## YOUR ASSIGNMENT
Would you please return the lines of the entries below starting at the line that has "Target: white football jersey" and ending at the line that has "Target: award plaque", both included, exactly as they are?
[Opening STUDY MATERIAL section]
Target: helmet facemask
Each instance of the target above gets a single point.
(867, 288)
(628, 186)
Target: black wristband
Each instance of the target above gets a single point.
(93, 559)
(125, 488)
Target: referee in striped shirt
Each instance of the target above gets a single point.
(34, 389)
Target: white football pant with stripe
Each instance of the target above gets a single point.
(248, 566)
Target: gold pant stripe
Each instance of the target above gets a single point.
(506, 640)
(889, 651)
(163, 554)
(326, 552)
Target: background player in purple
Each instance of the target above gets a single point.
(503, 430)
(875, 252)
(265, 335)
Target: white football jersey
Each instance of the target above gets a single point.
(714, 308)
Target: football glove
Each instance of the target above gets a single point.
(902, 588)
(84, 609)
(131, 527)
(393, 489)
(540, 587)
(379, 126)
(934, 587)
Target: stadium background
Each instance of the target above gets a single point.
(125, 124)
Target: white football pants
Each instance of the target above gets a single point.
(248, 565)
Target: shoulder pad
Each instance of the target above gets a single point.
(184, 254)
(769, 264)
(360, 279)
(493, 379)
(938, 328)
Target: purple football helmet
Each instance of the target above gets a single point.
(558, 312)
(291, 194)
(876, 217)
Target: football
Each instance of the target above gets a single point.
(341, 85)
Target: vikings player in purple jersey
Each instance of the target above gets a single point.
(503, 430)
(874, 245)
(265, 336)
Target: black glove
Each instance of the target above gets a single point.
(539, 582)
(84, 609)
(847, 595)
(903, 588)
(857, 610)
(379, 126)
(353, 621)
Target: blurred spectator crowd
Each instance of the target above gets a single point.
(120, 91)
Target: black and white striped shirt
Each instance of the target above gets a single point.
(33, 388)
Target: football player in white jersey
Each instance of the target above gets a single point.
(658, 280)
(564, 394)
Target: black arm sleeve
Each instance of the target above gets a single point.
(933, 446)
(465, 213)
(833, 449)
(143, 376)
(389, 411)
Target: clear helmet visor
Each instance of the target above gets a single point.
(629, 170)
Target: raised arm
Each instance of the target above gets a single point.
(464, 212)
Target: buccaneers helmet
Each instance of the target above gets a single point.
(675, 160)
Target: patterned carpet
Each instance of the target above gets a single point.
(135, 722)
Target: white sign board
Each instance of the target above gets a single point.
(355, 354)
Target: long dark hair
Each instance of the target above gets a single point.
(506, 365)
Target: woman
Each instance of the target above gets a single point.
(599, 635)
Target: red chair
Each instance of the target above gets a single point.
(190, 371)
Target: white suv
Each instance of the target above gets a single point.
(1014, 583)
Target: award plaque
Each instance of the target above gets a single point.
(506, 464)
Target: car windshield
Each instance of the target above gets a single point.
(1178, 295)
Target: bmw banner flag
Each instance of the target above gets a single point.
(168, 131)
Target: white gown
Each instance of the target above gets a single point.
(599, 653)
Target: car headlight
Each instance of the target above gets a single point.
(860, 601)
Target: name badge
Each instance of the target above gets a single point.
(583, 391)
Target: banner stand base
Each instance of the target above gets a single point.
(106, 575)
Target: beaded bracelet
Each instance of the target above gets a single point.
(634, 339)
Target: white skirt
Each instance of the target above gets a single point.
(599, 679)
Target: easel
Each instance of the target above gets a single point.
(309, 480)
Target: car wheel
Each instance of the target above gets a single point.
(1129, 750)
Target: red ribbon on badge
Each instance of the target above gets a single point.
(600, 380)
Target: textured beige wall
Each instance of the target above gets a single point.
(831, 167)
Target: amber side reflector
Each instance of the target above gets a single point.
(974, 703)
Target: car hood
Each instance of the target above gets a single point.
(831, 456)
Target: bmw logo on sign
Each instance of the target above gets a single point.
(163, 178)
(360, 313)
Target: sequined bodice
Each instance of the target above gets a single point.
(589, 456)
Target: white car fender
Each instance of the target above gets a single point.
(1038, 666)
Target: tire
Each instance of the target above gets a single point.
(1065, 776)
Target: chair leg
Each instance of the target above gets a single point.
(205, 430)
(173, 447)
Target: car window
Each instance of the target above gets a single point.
[Closing STUDY MATERIAL section]
## TASK RESPONSE
Target: white football jersey
Each instance of the target above gets a single point.
(714, 308)
Target: football glove
Each instance of the target above gets a single point.
(902, 588)
(84, 609)
(131, 527)
(393, 489)
(540, 587)
(379, 126)
(934, 587)
Target: stadium background
Each instance of the target above gets a single point.
(125, 124)
Target: white football pants
Each instance of the target above gets a single point.
(248, 565)
Target: shoulder pad
Each instance of the target above gets a single point.
(184, 254)
(769, 264)
(360, 279)
(493, 379)
(938, 328)
Target: purple football helmet
Each instance of the target above gets a single point.
(558, 312)
(291, 194)
(876, 217)
Target: football
Each instance of the target above gets a single point.
(341, 85)
Target: vikings player in purple jersey
Each instance of the target above gets a single point.
(503, 430)
(874, 245)
(265, 336)
Target: black glove
Each instance of the target above gets a single point.
(539, 582)
(84, 609)
(847, 595)
(903, 588)
(857, 610)
(379, 126)
(353, 621)
Target: blurred spectator crowd
Each instance of the target above gets a single point.
(120, 91)
Target: black and white striped shirt
Each instance of the target above gets a single point.
(33, 388)
Target: football player in white jersey
Each instance of the target above gets a single point.
(658, 280)
(564, 394)
Target: black arm sleeve
Each instance of the target above gets a single point.
(933, 446)
(465, 213)
(833, 449)
(143, 376)
(389, 411)
Target: clear helmet visor
Each instance of the target above gets a single point.
(629, 170)
Target: raised arm
Each instance of the target above gets a single point.
(464, 212)
Target: buccaneers helmet
Each instance of the target above gets a single point.
(675, 160)
Target: patterned carpet
Each instance of the target above gets a single point.
(135, 722)
Target: white sign board
Each instance of the target above gets a single point.
(355, 354)
Target: long dark hair
Each instance of the target above gets a single point.
(506, 365)
Target: woman
Each instance of the target above gets a single point.
(599, 635)
Target: red chair
Each instance of the target above gets a single point.
(190, 371)
Target: white suv
Each instance of the target above gets a single point.
(1014, 583)
Target: award plaque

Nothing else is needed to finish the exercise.